● **Instructions to follow**: Output the lines as a numbered list, from the line that contains "Tag every white section" through the line that contains "[43,153,592,268]", both included. Omit blank lines.

● **Record set**:
________________________
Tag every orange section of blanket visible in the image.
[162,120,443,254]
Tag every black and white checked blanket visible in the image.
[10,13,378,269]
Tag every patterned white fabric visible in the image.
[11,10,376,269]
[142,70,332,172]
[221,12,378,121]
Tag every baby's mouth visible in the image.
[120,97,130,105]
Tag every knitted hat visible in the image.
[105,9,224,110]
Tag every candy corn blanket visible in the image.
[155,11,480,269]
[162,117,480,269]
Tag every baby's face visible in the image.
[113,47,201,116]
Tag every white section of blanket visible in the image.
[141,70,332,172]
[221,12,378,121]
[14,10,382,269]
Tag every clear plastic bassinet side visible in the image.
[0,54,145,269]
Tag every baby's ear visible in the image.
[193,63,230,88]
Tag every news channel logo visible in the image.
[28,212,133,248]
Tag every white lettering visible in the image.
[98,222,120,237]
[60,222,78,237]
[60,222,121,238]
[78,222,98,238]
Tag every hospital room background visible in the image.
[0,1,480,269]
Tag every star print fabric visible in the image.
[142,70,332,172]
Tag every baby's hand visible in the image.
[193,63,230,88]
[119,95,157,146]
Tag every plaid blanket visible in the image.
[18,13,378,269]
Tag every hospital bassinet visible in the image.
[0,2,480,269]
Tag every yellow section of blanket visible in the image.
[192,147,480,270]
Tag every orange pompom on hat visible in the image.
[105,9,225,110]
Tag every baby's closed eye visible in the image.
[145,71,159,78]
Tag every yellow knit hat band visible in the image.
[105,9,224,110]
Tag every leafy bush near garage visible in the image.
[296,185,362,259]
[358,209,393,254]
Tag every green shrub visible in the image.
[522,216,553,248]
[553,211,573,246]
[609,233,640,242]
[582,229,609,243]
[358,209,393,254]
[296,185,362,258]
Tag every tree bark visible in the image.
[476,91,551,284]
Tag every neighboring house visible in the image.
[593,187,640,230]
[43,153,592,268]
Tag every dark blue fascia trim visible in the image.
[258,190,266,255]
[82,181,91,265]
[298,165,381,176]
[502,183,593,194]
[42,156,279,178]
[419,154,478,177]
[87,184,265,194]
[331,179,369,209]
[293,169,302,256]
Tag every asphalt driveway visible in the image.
________________________
● **Response**:
1. Tag every white section of blanket visible in the image.
2. [141,70,332,172]
3. [221,12,378,121]
4. [14,10,382,269]
5. Tag every clear plastic bassinet side visible in the image.
6. [0,54,145,269]
7. Tag every baby's ear visible in the image.
8. [193,63,230,88]
9. Tag every news channel logo visible in the image.
10. [28,212,133,248]
11. Tag every white lettering visible in the image.
12. [98,222,120,237]
13. [60,222,78,237]
14. [60,222,121,238]
15. [78,222,98,238]
16. Tag every hospital room background visible in the image.
17. [0,1,480,269]
18. Tag every star print fabric visible in the image.
19. [142,70,332,172]
20. Tag every baby's hand visible in the image.
21. [193,63,230,88]
22. [119,95,157,146]
23. Tag every plaid blanket visible in the image.
24. [18,13,378,269]
25. Tag every hospital bassinet visible in the image.
26. [0,2,480,269]
27. Tag every yellow section of blanket visible in the image.
28. [192,147,480,270]
29. Tag every orange pompom on hat visible in the image.
30. [105,9,225,110]
31. Tag every baby's closed eye visible in the image.
32. [145,71,159,78]
33. Tag every yellow knit hat band visible in the image.
34. [105,9,224,110]
35. Tag every leafy bush near garage visible in the image.
36. [296,185,362,259]
37. [358,209,393,254]
38. Tag every green shrub visible in the image.
39. [522,216,553,248]
40. [553,211,573,246]
41. [609,233,640,242]
42. [582,229,609,243]
43. [358,209,393,254]
44. [296,185,362,258]
45. Tag every tree bark visible in the image.
46. [476,91,551,284]
47. Tag every neighboring house visible in the image.
48. [593,187,640,230]
49. [43,153,592,268]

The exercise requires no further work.